▶ _Given problem 1_:
List every person named in the passage on the Chapel of the Ascension.

▶ _Article_:
In building the Chapel of the Ascension, Mrs Gurney aimed to create a place of rest for weary travellers in need of spiritual refreshment. Shields and the architect Herbert Percy Horne worked with her closely in order to achieve this goal. In 1889 Shields and Horne travelled to Italy in order to study churches and their decorations. They corresponded with Mrs Gurney throughout this time and their letters (particularly Shields’) reveal their enthusiasm for the commission. The building was to be Italianate in style and was built with Shields’ decorative scheme in mind; the windows were placed high up in order to accommodate the planned cycle of large-scale religious and allegorical paintings on large unbroken wall spaces. The building was not completed until 1894 so rather than painting directly onto the walls which would have entailed a wait of years, the works were painted in oil on canvas and affixed to blocks of slate riveted to the walls thus allowing Shields to begin the task prior to the erection of the building. Mrs Gurney died in 1896, to the great sadness of Shields, and the enterprise was hindered by numerous legal set-backs lasting years. Shields’ dedication to Mrs Gurney’s vision was unwavering, however, and overcoming all obstacles, including his own indifferent health, he persevered with the commission until it was eventually completed in 1910. Some critics were unfavourable as the style of painting was no longer in vogue, but many saw the chapel as a triumph, praising it as ‘one of the most earnest and exalted examples of monumental sacred art of modern times.’(5) Unfortunately the chapel was partially destroyed by a bomb in the Second World War and after 1952 the rest of the building was demolished, leaving no trace of what Frank Brangwyn had called ‘one of the best and most complete decorative jobs done in our time.’(6) Although the completed article, what Arthur Hughes called Shields’ ‘crowning life’s work’(7), is lost to us, by looking at sketches and cartoons that were saved it is possible to gain some idea of this remarkable building.

▶ _Given problem 2_:
From the rows below, extract verbatim the lines from the one holding "man's face, find" through the last row, both ends inclusive.

▶ _Dataset rows_:
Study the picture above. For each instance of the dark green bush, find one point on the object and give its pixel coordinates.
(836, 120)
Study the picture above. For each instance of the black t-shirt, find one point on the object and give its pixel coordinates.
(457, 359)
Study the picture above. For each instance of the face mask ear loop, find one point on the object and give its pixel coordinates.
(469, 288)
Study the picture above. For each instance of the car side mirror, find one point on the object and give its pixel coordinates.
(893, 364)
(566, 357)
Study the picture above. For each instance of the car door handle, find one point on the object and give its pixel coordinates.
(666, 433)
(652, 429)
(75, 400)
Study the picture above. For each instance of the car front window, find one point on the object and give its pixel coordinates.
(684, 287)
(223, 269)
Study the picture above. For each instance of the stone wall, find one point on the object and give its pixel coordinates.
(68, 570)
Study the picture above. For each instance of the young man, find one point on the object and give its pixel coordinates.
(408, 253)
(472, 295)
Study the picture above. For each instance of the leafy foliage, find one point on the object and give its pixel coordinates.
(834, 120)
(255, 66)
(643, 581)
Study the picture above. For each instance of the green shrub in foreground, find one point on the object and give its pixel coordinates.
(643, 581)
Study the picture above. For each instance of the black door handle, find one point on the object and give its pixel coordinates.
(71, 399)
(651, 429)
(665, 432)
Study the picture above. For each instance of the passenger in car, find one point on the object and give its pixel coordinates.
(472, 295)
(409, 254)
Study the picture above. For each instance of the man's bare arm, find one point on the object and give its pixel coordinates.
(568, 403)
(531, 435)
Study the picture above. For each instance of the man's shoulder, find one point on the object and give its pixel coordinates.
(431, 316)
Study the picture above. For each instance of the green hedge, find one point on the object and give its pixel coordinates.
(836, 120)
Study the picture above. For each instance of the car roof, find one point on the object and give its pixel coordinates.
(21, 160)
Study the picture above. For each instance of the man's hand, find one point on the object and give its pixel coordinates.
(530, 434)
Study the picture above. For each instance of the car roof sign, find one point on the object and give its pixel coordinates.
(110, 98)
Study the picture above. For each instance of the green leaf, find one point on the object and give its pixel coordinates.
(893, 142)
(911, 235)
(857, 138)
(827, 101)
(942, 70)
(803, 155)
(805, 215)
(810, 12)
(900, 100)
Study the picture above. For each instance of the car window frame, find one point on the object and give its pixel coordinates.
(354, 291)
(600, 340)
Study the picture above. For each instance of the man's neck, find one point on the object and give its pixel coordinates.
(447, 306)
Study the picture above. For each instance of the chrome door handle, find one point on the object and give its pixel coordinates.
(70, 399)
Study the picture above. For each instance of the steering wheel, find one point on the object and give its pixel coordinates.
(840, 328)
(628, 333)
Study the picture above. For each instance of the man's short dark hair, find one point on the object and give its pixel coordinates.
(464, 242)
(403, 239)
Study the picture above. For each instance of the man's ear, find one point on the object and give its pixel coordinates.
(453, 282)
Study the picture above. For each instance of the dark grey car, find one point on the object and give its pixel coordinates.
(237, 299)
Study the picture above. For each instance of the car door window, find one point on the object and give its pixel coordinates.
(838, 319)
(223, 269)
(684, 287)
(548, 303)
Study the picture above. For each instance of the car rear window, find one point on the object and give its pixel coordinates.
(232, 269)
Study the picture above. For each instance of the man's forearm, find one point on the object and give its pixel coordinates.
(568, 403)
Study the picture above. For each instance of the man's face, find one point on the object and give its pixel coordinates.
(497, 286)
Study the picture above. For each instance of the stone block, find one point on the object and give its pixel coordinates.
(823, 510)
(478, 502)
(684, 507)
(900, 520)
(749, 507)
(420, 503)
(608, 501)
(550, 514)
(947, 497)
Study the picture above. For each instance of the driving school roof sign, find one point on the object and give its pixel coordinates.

▶ _Full answer 1_:
Mrs Gurney
Shields
Herbert Percy Horne
Frank Brangwyn
Arthur Hughes

▶ _Full answer 2_:
Study the picture above. For each instance of the man's face, find one point on the object and give its pixel coordinates.
(497, 286)
Study the picture above. For each instance of the stone block, find one point on the object and give its pixel coordinates.
(823, 510)
(478, 502)
(684, 507)
(900, 520)
(749, 507)
(420, 503)
(608, 501)
(550, 514)
(947, 497)
Study the picture above. For each instance of the driving school roof sign, find one point on the object and give its pixel coordinates.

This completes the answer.